Being a landlord is a viable vocation; after all, landlords exist for every rental tenant, and they often thrive financially. Sasha, a former writer for Consumerism Commentary, owns several properties. She shared tips for buying a rental property for prospective landlords based on her own experiences.

For Rent

Succeeding in the business of rental properties requires a certain set of skills and desires, and making a living isn’t always as easy as others would lead you to believe. If you want to earn a living, for example the equivalent of a $50,000 salary, you’ll need to profit more than $4,000 per month. That’s a lot of pressure. Consider these questions and tips before you decide to get into the rental property business to determine if you have what it takes to be a landlord.

Do you like “doing it yourself?”

If you’re a handy person who likes doing your own work around the house — light plumbing, perhaps some construction, yard work, and so on — you might be a good candidate for becoming a landlord. If you’re just starting out, it may be too expensive to handle outside contractors if you expect to turn your rental income into profit. Doing the work yourself saves money.

Do you know the right people?

If you plan to expand your property portfolio beyond one or two locations — and if you want to earn a living, you’ll likely need to expand quickly — you’ll reach a point where you can’t handle all the work yourself. You’ll need to call in trusted contractors, and if you have personal relationships with contractors, you’re in a better position to negotiate discounts and enhance your overall profit. These relationships take time to build, and it takes time to find the best people to hire for the work. If you’re able to begin your adventure as a landlord with these relationships already formed, then you’ll be in a much better position.
The same is true about real estate agents. If you have connections in this business, you will have better access to potential tenants, reducing your advertising costs. Word of mouth is incredibly important, and knowing agents can remove some obstacles before you even get started.

Can you handle the 24-hour responsibilities?

Hiring a company to manage your properties is an expense that cuts into your profit. Depending on the location, you may be able to afford this from just your rental income. If that’s the case, work with a property management company who will answer the phone at any hour to fix any household problems that arise. Otherwise, be prepared for calls in the middle of the night. If you’re starting your adventure with rental properties while working at another job, you will find yourself with competing priorities often.

Do you like dealing with people?

Some tenants can be difficult, and in most states, tenants have legal rights that level the playing field in disputes. If you’re able to screen tenants well and have a choice of potential residents, you can carefully choose who will be living in your house or apartment. If, however, you need to fill a vacancy to prevent losing money every month and there aren’t enough tenants interested in the property, you may have to accept a tenant you might not like to prevent negative cash flow.
Even if you believe you’ve chosen well, dealing with strangers is not for everyone. Tenants will certainly not care for your property as much as you would if you were to live there. Even nice people can surprise you in a tenant/landlord relationship. To become a landlord with a successful business, you’ll need to be able to deal with people who might be different than you in terms of values and personality.

*What the exercise asks*
Duplicate, word for word, the part of the landlord text that opens with the words containing "Do you like dealing" and closes with "negative cash flow.".

*Data section*

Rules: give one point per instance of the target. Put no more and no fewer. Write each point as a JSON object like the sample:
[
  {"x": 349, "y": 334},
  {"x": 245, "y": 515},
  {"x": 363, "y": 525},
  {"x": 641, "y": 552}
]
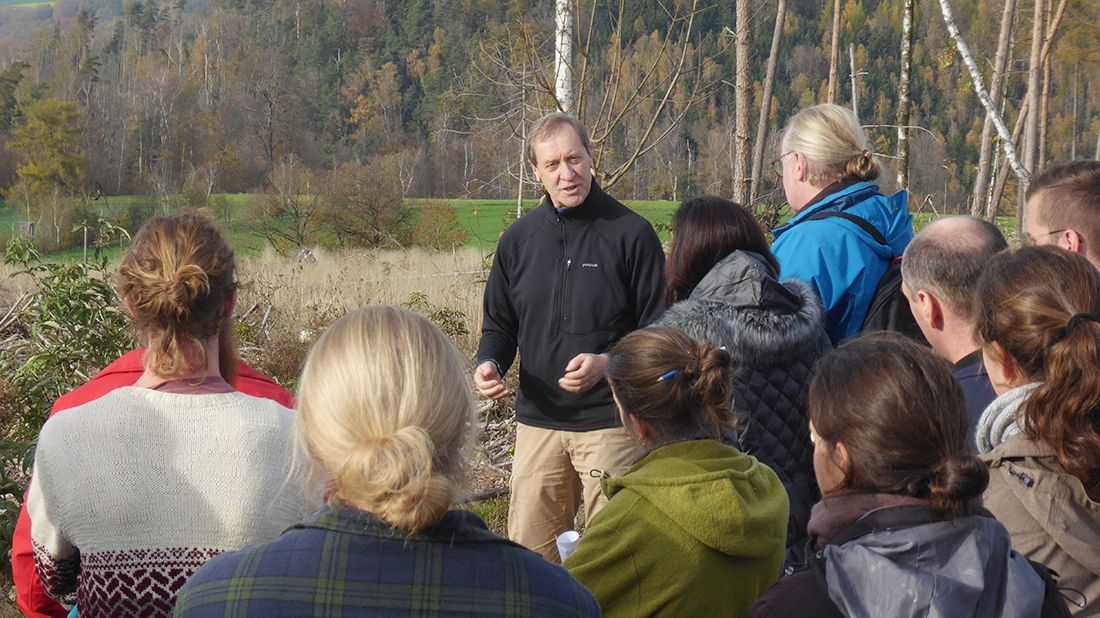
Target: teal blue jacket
[{"x": 842, "y": 262}]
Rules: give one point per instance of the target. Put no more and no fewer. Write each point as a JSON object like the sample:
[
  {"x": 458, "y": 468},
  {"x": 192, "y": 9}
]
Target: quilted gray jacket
[{"x": 774, "y": 333}]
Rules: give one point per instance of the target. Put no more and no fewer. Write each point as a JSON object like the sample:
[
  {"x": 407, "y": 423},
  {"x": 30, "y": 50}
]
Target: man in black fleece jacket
[{"x": 569, "y": 279}]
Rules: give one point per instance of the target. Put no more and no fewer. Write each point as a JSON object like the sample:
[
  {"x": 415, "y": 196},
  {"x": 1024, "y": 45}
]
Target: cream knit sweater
[{"x": 133, "y": 492}]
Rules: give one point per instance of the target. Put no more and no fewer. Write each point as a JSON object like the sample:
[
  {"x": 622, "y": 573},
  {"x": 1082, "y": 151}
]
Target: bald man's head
[{"x": 946, "y": 258}]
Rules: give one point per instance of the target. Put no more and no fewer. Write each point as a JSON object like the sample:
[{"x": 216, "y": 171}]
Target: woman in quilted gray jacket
[{"x": 723, "y": 289}]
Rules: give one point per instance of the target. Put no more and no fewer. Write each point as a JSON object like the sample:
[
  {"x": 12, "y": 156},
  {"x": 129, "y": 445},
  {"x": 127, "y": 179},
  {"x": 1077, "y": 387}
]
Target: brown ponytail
[
  {"x": 1040, "y": 304},
  {"x": 666, "y": 378},
  {"x": 900, "y": 412},
  {"x": 177, "y": 277}
]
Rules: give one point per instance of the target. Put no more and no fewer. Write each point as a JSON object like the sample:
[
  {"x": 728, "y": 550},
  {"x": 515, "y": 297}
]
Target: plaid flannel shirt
[{"x": 348, "y": 562}]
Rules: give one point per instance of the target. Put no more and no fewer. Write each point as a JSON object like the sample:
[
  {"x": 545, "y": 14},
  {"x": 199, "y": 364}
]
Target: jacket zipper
[{"x": 561, "y": 282}]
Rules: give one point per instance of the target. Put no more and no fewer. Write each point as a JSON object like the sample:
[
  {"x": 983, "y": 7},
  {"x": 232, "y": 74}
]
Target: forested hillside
[{"x": 109, "y": 97}]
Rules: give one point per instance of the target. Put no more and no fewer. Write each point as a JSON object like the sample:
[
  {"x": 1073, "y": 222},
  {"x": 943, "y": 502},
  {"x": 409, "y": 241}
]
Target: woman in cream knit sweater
[{"x": 134, "y": 490}]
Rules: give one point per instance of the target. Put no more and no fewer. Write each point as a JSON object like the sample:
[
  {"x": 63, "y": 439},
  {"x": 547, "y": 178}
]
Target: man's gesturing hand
[
  {"x": 488, "y": 382},
  {"x": 583, "y": 372}
]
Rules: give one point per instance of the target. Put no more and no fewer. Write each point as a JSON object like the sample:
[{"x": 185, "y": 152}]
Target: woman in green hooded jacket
[{"x": 694, "y": 527}]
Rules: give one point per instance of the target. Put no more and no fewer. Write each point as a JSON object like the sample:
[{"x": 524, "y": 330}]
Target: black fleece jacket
[{"x": 563, "y": 284}]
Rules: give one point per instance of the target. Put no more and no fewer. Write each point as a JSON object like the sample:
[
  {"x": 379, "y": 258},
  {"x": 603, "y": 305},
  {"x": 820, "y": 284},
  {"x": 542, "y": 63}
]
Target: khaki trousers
[{"x": 550, "y": 473}]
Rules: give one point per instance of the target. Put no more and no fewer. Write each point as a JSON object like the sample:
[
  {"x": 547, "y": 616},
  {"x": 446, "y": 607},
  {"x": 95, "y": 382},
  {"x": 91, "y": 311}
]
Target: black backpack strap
[{"x": 864, "y": 223}]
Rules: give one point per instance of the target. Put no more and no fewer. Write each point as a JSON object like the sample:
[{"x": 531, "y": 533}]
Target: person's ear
[
  {"x": 1003, "y": 370},
  {"x": 932, "y": 309},
  {"x": 800, "y": 166},
  {"x": 638, "y": 427},
  {"x": 843, "y": 459},
  {"x": 230, "y": 306},
  {"x": 1071, "y": 240}
]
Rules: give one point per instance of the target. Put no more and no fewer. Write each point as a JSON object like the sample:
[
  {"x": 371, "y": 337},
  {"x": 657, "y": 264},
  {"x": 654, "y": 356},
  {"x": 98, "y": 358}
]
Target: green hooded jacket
[{"x": 693, "y": 528}]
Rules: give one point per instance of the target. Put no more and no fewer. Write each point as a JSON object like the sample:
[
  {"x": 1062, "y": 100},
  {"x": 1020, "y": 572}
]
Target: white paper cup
[{"x": 567, "y": 543}]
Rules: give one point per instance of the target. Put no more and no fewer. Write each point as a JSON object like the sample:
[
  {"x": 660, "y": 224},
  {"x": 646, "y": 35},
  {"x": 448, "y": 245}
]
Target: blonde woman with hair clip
[
  {"x": 845, "y": 233},
  {"x": 384, "y": 412},
  {"x": 694, "y": 527},
  {"x": 135, "y": 489}
]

*Output of the exercise*
Do you like dealing with people?

Some tenants can be difficult, and in most states, tenants have legal rights that level the playing field in disputes. If you’re able to screen tenants well and have a choice of potential residents, you can carefully choose who will be living in your house or apartment. If, however, you need to fill a vacancy to prevent losing money every month and there aren’t enough tenants interested in the property, you may have to accept a tenant you might not like to prevent negative cash flow.